Problem statement.
Locate each line in the rows below that contains the string "tomato" and reproduce every such line in full.

Data shown.
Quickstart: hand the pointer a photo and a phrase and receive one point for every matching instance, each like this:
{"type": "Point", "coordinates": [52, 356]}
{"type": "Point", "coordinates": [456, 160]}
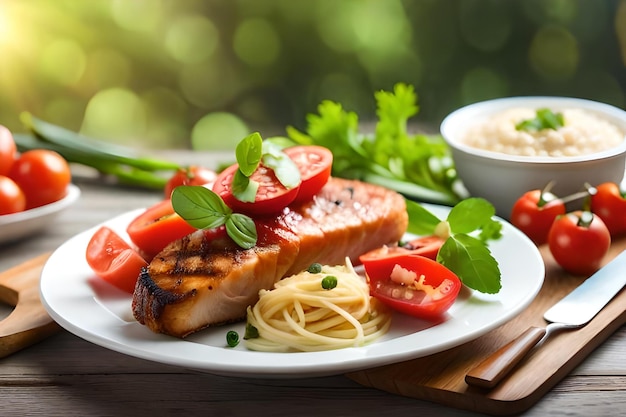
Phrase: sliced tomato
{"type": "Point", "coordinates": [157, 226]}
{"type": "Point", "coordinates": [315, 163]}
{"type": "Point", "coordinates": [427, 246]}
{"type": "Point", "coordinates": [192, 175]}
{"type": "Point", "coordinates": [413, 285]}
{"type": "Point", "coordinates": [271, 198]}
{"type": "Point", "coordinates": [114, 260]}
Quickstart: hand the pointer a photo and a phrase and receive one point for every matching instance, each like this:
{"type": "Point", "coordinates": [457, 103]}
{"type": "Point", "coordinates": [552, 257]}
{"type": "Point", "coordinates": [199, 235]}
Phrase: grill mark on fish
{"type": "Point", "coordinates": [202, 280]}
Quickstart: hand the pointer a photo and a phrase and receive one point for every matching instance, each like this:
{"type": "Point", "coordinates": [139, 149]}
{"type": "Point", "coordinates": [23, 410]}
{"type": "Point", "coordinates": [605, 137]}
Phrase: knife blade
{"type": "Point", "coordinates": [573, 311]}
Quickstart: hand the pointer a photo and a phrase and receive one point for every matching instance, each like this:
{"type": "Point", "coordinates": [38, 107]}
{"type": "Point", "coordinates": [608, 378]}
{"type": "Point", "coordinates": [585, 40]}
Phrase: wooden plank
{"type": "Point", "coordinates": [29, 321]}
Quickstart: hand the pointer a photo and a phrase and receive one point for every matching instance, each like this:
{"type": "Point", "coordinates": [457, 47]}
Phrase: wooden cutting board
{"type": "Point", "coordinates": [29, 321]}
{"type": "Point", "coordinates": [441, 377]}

--

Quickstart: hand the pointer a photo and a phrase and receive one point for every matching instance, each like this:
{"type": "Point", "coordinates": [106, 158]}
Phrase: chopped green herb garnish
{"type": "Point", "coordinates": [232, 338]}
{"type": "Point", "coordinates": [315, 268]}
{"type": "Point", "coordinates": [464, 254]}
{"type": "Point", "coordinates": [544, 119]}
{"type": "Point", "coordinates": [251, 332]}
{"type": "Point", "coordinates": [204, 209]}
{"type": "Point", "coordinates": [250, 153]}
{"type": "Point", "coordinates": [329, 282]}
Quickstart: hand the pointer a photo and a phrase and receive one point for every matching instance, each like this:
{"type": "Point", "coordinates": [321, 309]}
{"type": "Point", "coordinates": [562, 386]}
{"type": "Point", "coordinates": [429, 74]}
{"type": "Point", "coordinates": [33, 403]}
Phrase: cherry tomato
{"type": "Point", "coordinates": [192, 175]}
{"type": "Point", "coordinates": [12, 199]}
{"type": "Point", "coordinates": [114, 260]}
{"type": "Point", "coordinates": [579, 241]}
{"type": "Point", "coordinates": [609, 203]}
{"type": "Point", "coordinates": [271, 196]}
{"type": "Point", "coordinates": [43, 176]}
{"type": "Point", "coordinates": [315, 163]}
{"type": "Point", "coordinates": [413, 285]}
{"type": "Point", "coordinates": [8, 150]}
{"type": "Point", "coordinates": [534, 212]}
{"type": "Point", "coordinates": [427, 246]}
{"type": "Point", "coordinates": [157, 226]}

==

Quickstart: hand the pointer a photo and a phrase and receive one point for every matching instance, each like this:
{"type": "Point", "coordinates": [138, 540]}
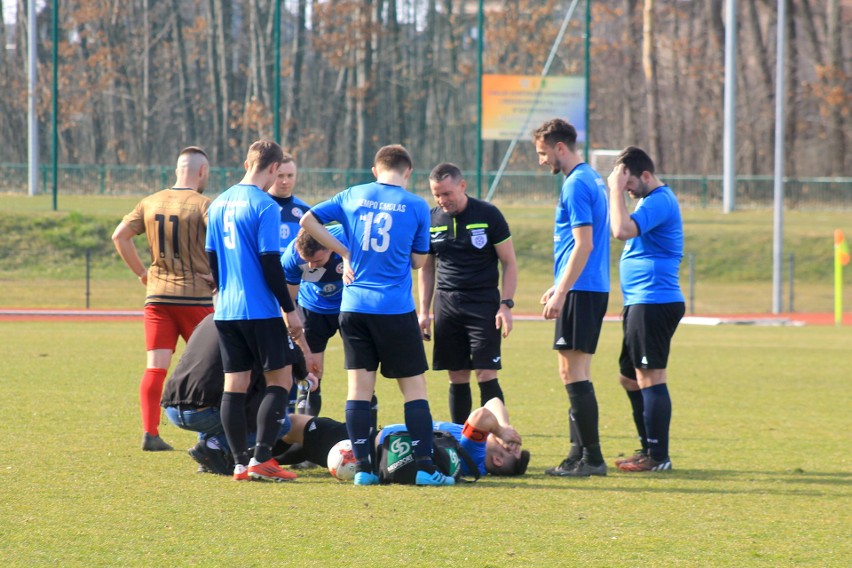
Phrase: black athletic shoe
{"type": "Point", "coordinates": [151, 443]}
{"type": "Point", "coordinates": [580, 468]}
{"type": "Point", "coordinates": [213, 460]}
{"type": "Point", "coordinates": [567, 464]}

Full answer.
Phrase: sliced tomato
Phrase: cherry tomato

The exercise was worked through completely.